Activity. Restate the entries below without a single change.

Stored entries
=======

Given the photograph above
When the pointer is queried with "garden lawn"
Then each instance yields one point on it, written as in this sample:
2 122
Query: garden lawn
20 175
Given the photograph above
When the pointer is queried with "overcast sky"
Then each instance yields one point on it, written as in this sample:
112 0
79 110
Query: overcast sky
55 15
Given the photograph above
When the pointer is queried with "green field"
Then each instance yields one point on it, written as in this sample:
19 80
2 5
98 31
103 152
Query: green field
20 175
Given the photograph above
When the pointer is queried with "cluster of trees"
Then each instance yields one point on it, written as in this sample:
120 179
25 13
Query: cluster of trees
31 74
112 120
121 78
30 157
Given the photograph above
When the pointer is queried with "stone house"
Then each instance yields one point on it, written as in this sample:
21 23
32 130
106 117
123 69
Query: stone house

=======

Result of this exercise.
Given the photograph above
When the pointer is queried with "garden lawn"
Then each instance yields one point on it, written as in this sample:
2 122
Query: garden lawn
20 175
Given the photograph above
When the pointer is queried with "overcast sky"
Then each instance yields one point on it, written as in this sample:
112 0
79 110
Query: overcast sky
55 15
Given the photograph above
When the pointer is queried with "green field"
Then each instance yields one point on it, written as in this sample:
19 80
2 5
98 31
103 152
Query: green field
20 175
Given the photograph above
When the pointer is queried with "cluster of trees"
Then each instance yields one point on it, written as in this sample:
120 179
25 13
Query: cluster of trees
31 74
112 120
121 78
30 157
Given the photograph above
When the pointer is queried with "stone house"
Then each instance yields one point on it, written as in this sample:
21 23
32 130
106 117
123 69
Query: stone house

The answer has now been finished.